=== Begin Enclosure ===
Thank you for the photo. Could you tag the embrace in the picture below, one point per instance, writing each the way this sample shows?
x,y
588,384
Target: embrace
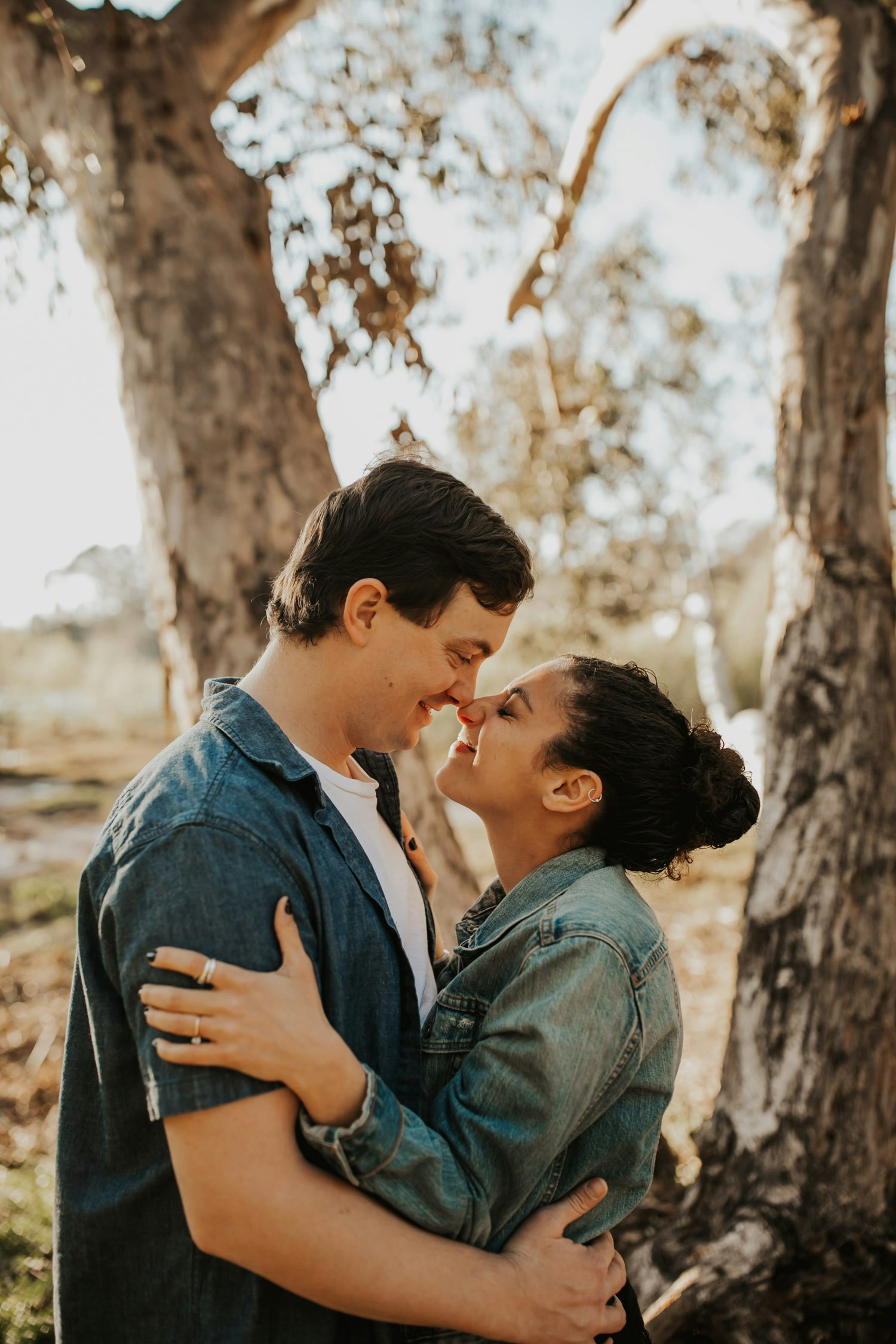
x,y
290,1113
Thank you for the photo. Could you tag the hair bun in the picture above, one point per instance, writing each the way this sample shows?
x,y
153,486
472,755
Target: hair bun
x,y
726,803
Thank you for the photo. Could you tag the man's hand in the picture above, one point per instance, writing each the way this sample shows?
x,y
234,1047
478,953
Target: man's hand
x,y
566,1287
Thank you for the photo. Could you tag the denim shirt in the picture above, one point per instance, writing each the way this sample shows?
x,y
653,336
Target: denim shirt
x,y
197,852
548,1058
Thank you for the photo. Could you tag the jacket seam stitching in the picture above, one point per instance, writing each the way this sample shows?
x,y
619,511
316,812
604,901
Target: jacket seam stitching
x,y
375,1171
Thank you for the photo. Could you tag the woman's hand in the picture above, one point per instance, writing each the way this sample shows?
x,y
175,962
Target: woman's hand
x,y
271,1026
426,873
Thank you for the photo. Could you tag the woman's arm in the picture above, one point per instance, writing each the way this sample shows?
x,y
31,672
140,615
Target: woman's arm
x,y
550,1044
551,1057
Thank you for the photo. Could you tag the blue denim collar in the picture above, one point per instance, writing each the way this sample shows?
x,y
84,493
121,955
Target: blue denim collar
x,y
495,913
251,730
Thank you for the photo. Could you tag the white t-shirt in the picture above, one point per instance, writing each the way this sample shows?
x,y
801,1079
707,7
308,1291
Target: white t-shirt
x,y
357,800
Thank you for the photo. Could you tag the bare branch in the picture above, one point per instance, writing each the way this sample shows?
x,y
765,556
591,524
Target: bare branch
x,y
644,34
229,36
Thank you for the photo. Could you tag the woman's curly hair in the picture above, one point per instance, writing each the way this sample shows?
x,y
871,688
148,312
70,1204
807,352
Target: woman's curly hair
x,y
668,787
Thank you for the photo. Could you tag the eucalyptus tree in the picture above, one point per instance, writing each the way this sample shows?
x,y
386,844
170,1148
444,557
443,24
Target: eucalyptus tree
x,y
175,190
789,1233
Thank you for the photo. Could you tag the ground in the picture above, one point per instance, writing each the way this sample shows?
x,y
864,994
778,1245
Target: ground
x,y
54,797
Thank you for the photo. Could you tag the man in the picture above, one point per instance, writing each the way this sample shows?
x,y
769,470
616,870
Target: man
x,y
186,1210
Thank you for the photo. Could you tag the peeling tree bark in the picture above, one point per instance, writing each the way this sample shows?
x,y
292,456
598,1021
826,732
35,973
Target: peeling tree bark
x,y
228,444
789,1233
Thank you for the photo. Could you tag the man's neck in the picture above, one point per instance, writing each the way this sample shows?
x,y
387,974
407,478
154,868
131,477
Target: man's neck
x,y
300,687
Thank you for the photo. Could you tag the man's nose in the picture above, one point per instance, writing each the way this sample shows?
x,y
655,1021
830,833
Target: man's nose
x,y
462,691
477,710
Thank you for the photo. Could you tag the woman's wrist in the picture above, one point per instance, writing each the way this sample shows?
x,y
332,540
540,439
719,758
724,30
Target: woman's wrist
x,y
332,1085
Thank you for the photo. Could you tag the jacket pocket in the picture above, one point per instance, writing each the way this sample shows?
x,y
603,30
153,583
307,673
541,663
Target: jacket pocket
x,y
449,1035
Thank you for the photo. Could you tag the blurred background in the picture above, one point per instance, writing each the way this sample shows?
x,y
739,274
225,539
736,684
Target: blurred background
x,y
624,425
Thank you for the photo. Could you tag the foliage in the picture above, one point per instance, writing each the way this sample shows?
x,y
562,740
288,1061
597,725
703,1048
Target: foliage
x,y
578,438
26,1241
747,100
27,198
374,103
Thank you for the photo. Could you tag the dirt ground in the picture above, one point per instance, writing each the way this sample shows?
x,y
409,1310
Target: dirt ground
x,y
53,804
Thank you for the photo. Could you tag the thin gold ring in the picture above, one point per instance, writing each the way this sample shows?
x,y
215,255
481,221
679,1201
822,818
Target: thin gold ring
x,y
207,972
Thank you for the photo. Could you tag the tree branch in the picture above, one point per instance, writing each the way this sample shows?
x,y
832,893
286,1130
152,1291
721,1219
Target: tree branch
x,y
229,36
645,33
38,93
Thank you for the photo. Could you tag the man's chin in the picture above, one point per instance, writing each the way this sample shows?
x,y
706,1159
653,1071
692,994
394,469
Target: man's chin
x,y
450,784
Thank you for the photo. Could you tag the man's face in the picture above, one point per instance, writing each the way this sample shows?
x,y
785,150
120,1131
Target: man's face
=== End Enclosure ===
Prompt: Give back all the data exactly, minus pictures.

Task solution:
Thank you for the photo. Could you tag the embrace in the picture below, one point per instance, writing each the way this sample shows?
x,y
588,384
Target: embrace
x,y
290,1113
Thank you for the photo. Could you tag the hair bun in the picture above, one point per instance, writing each the way this sample shows?
x,y
153,486
472,755
Target: hair bun
x,y
726,803
Thank you for the photo. Could you tag the man's hand in the picture above, one point per instance, writing each the way this sample shows?
x,y
234,1047
478,953
Target: man's hand
x,y
566,1287
Thank you for the photo. Could you tag the denim shirt in the picture above, one point per instance, writing each the way this sample shows?
x,y
653,336
Target: denim shirt
x,y
197,852
548,1058
Thank you for the photo. Could you tag the jacket seam stitching in the picture above, one point per instance, writing each the way this sample shows?
x,y
619,511
316,812
604,901
Target: jacket seam stitching
x,y
375,1171
Thank you for the photo. Could you tag the woman's hand in the picture above, one point per instance, writing each the way this sample shows?
x,y
175,962
Target: woman's hand
x,y
271,1026
426,873
Thank you for the photo. Could you tag the woman's arm in the picture above, one point per instance, writing each the way this sample shows?
x,y
31,672
140,615
Target: woman's arm
x,y
550,1044
551,1057
Thank you for the photo. Could you tag the blue denim collar in the picture above, one point per instance, writing each the way this sample shows?
x,y
84,493
121,955
Target: blue denim collar
x,y
495,913
251,730
Thank you for the photo. Could you tag the white t-shirt in the picture above, one point per instance, writing each the way this sample shows?
x,y
801,1079
707,7
308,1291
Target: white t-shirt
x,y
357,800
Thank you for the photo. Could you tag the bare branch in the picture above, one point per instance, writing each the way this sample shows?
x,y
765,556
591,524
Target: bare branch
x,y
644,34
229,36
Thank you for the photo. Could you tag the woman's curly hair in the picture above, one point per instance, writing each the way this sample shows?
x,y
871,688
148,312
70,1204
807,352
Target: woman's curly hair
x,y
668,787
Thank you for the photo. Could you tag the eucalyptus tree in the picture above, one point per instance, writing each the way this sample shows?
x,y
386,844
170,1148
444,557
443,24
Target: eucalyptus tree
x,y
175,190
789,1233
Thank you for the photo. Could you tag the ground in the picture above, one point per instance, writing each the way this sample shows?
x,y
864,994
778,1245
Target: ground
x,y
54,797
Thank you for the photo. Could you tag the man in the picture above, one point per instance, writing each the way this sample shows?
x,y
769,470
616,870
Target: man
x,y
186,1210
Thank you for the photo. Could you tag the peeling tree bark in the picture above, one point per instance, writing each the way this sample shows?
x,y
292,456
598,1021
826,732
35,973
Target: peeling tree bark
x,y
228,444
789,1233
Thank you for the photo. Could you tag the man's neck in the picture above, one point per instance, writing each the way this sample shows?
x,y
387,974
407,478
154,868
131,477
Target: man's neck
x,y
300,687
Thank you for the photo. Could you tag the man's nose in the picture above, one point per instance, writing each the way this sample shows?
x,y
655,1021
830,833
Target: man's nose
x,y
462,691
477,710
Thank you for the photo. Could you tag the woman's wrist in the picture above, one point per instance, writing each the way this sample shows?
x,y
332,540
540,439
719,758
724,30
Target: woman's wrist
x,y
332,1085
Thank you for the photo. Could you tag the jacket pocket in the picture above, one point per instance, writing each the way this sample shows?
x,y
603,30
153,583
307,673
541,663
Target: jacket pocket
x,y
449,1035
Thank you for the photo. Could you tag the blurred background in the picture above, one point per instance, writing each the way this sample shows?
x,y
739,274
225,539
736,684
Target: blurred background
x,y
624,425
Thank you for the photo. Could you tag the foliage in the picture above, one point per instance, writing each the way this sample shows?
x,y
562,740
288,1061
597,725
703,1048
Target: foliage
x,y
578,438
26,1241
747,100
27,198
374,103
Thank you for the photo. Could you tag the dirt ground in the picture above, one point per instance, writing each the way this sample shows?
x,y
409,1310
Target: dirt ground
x,y
53,804
Thank you for the photo. Could you tag the thin gold ring in the picture above, one point per instance, writing each the way this sample shows?
x,y
215,255
481,221
679,1201
822,818
Target: thin gold ring
x,y
207,972
Thank you for the photo. Could you tag the tree branch in the picture above, one point per instance, writing each the way this sample shows?
x,y
832,893
286,1130
152,1291
721,1219
Target: tree branch
x,y
229,36
645,33
38,93
Thank you for the photo. Could you tag the man's chin in the picture above, one point per instance, writing each the way this sample shows?
x,y
706,1159
653,1071
692,994
394,469
Target: man's chin
x,y
450,784
Thank you for the photo. Could you tag the man's face in the picture above, one point per instance, writing each the way this sample shows?
x,y
785,150
120,1131
Target: man's face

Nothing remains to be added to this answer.